--- begin ---
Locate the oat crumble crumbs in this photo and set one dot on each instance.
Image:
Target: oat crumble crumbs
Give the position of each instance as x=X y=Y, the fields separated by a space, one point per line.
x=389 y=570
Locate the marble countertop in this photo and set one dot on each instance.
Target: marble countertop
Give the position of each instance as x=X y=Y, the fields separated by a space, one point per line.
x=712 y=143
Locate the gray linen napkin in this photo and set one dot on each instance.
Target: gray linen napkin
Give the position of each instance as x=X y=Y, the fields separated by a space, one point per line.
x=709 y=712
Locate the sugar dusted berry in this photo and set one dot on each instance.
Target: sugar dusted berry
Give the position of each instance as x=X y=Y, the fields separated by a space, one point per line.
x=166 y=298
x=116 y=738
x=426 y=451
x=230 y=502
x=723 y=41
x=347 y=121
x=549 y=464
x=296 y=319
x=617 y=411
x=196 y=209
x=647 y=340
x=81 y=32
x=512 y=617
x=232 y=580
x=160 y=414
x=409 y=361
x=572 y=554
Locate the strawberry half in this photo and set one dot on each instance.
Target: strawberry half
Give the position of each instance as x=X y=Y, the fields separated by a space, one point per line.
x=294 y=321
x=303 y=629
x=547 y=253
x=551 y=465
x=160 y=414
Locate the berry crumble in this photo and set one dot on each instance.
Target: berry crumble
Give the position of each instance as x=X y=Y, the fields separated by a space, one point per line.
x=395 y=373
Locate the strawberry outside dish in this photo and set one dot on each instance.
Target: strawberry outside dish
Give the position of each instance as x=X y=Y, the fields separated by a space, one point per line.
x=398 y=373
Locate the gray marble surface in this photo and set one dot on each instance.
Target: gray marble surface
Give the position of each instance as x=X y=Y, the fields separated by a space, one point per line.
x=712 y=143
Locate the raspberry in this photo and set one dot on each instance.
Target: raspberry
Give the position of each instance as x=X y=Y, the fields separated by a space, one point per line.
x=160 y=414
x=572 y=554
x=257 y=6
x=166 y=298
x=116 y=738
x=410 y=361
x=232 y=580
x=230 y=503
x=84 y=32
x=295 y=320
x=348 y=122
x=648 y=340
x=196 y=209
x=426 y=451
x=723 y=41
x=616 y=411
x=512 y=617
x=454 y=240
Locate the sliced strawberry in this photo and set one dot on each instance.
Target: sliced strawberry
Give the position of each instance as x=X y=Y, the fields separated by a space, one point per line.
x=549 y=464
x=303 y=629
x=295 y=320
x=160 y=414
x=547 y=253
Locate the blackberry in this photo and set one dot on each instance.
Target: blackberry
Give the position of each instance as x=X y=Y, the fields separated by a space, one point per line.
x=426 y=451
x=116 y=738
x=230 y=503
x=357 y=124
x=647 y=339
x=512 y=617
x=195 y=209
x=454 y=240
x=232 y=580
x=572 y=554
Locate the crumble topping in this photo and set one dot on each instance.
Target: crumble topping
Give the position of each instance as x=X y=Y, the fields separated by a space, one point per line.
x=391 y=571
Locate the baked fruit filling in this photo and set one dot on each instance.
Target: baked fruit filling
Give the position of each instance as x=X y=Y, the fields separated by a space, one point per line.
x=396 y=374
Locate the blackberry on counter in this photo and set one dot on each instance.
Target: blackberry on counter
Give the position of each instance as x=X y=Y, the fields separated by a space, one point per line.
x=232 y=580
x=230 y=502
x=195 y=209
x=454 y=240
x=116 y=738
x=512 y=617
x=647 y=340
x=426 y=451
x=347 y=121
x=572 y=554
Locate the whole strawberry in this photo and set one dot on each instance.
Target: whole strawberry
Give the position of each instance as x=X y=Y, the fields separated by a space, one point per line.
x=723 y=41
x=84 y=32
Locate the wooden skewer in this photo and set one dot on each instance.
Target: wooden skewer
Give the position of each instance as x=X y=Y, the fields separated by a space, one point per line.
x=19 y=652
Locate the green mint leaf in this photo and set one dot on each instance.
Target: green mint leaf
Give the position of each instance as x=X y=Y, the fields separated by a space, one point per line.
--- end ---
* **Directions**: Lay out every line of the data above as a Markdown table with the columns "Number" and "Line", leaving out blank lines. Fill "Number" with the row's sequence number.

* **Answer to the task**:
| Number | Line |
|---|---|
| 1 | Locate the oat crumble crumbs in this photo and set one dot on each instance. |
| 2 | Image: |
| 3 | Target: oat crumble crumbs |
| 4 | Give the position of each instance as x=X y=Y, the fields separated by a space, one point per line. |
| 5 | x=389 y=570 |
| 6 | Locate the marble countertop in this photo and set one dot on each instance. |
| 7 | Target: marble countertop |
| 8 | Give the position of each instance as x=X y=Y, the fields separated by a space, one point per line. |
| 9 | x=712 y=143 |
| 10 | Locate the gray linen napkin in this photo and set one dot on each instance. |
| 11 | Target: gray linen napkin |
| 12 | Give the position of each instance as x=X y=Y, the fields separated by a space, one point per line. |
| 13 | x=709 y=712 |
| 14 | Locate the sugar dusted berry in this photo and set one dot on each instance. |
| 15 | Target: sugar dusted berry |
| 16 | Give the position of each instance as x=X y=Y, the fields separated by a space, one point per line. |
| 17 | x=166 y=298 |
| 18 | x=116 y=738 |
| 19 | x=426 y=451 |
| 20 | x=230 y=502 |
| 21 | x=723 y=41 |
| 22 | x=347 y=121 |
| 23 | x=549 y=464 |
| 24 | x=296 y=319 |
| 25 | x=617 y=411 |
| 26 | x=196 y=209 |
| 27 | x=647 y=340 |
| 28 | x=81 y=32 |
| 29 | x=512 y=617 |
| 30 | x=232 y=580 |
| 31 | x=160 y=414 |
| 32 | x=409 y=361 |
| 33 | x=572 y=554 |
| 34 | Locate the strawberry half in this photo and set one dot on each instance. |
| 35 | Target: strawberry half |
| 36 | Give the position of each instance as x=X y=Y, the fields separated by a space, one point per line. |
| 37 | x=294 y=321 |
| 38 | x=303 y=629 |
| 39 | x=547 y=253 |
| 40 | x=551 y=465 |
| 41 | x=160 y=414 |
| 42 | Locate the berry crumble in this photo and set one dot on each instance. |
| 43 | Target: berry crumble |
| 44 | Give the position of each instance as x=X y=Y, the fields separated by a space, one point per line. |
| 45 | x=395 y=373 |
| 46 | Locate the strawberry outside dish in this photo and set one dot on each instance. |
| 47 | Target: strawberry outside dish |
| 48 | Give the position of each instance as x=X y=Y, the fields separated by a space, one point per line. |
| 49 | x=398 y=373 |
| 50 | Locate the gray marble surface in this photo and set one dot on each instance. |
| 51 | Target: gray marble surface |
| 52 | Give the position of each instance as x=X y=Y, the fields separated by a space, one point per line. |
| 53 | x=712 y=143 |
| 54 | Locate the raspberry in this photo and set one dot on each instance. |
| 55 | Target: raspberry |
| 56 | Give the position of each instance as x=X y=Y, the fields separated by a space, one point per line. |
| 57 | x=160 y=414 |
| 58 | x=572 y=554 |
| 59 | x=257 y=6 |
| 60 | x=166 y=298 |
| 61 | x=116 y=738 |
| 62 | x=410 y=361 |
| 63 | x=232 y=580 |
| 64 | x=230 y=503 |
| 65 | x=84 y=32 |
| 66 | x=295 y=320 |
| 67 | x=348 y=122 |
| 68 | x=648 y=340 |
| 69 | x=196 y=209 |
| 70 | x=426 y=451 |
| 71 | x=723 y=41 |
| 72 | x=616 y=411 |
| 73 | x=512 y=617 |
| 74 | x=454 y=240 |
| 75 | Locate the sliced strawberry in this photo and set one dot on each instance. |
| 76 | Target: sliced strawberry |
| 77 | Give the position of each instance as x=X y=Y, the fields separated by a space, one point per line. |
| 78 | x=549 y=464 |
| 79 | x=303 y=629 |
| 80 | x=295 y=320 |
| 81 | x=160 y=414 |
| 82 | x=547 y=253 |
| 83 | Locate the blackberry in this photo and set one dot on each instance. |
| 84 | Target: blackberry |
| 85 | Give the position of each instance as x=X y=Y, the fields separated by a space, one point per line. |
| 86 | x=426 y=451 |
| 87 | x=116 y=738 |
| 88 | x=230 y=503 |
| 89 | x=357 y=124 |
| 90 | x=647 y=339 |
| 91 | x=512 y=617 |
| 92 | x=195 y=209 |
| 93 | x=454 y=240 |
| 94 | x=232 y=580 |
| 95 | x=572 y=554 |
| 96 | Locate the crumble topping in this photo and set one dot on each instance. |
| 97 | Target: crumble topping |
| 98 | Give the position of each instance as x=X y=Y, the fields separated by a space, one point per line. |
| 99 | x=391 y=571 |
| 100 | Locate the baked fruit filling in this photo and set one dot on each instance. |
| 101 | Target: baked fruit filling |
| 102 | Give the position of each instance as x=X y=Y, the fields separated by a space, one point per line. |
| 103 | x=396 y=374 |
| 104 | Locate the blackberry on counter in this photo and set one dot on each instance. |
| 105 | Target: blackberry on counter |
| 106 | Give the position of each instance as x=X y=Y, the fields separated by a space, one point per line. |
| 107 | x=232 y=580 |
| 108 | x=230 y=502 |
| 109 | x=195 y=209 |
| 110 | x=454 y=240 |
| 111 | x=116 y=738 |
| 112 | x=512 y=617 |
| 113 | x=647 y=340 |
| 114 | x=426 y=451 |
| 115 | x=347 y=121 |
| 116 | x=572 y=554 |
| 117 | Locate the whole strawberry in this photo and set one dot on each instance. |
| 118 | Target: whole strawberry |
| 119 | Give the position of each instance as x=X y=Y, the fields separated by a space, one point per line. |
| 120 | x=723 y=41 |
| 121 | x=84 y=32 |
| 122 | Locate the wooden skewer in this photo and set one dot on each instance. |
| 123 | Target: wooden skewer |
| 124 | Give the position of each instance as x=X y=Y, the fields separated by a space, one point per line. |
| 125 | x=19 y=652 |
| 126 | Locate the green mint leaf in this photo and set one dot on each instance. |
| 127 | Target: green mint leaf |
| 128 | Give the position of each instance as x=X y=Y, the fields separated by a space, one point per line. |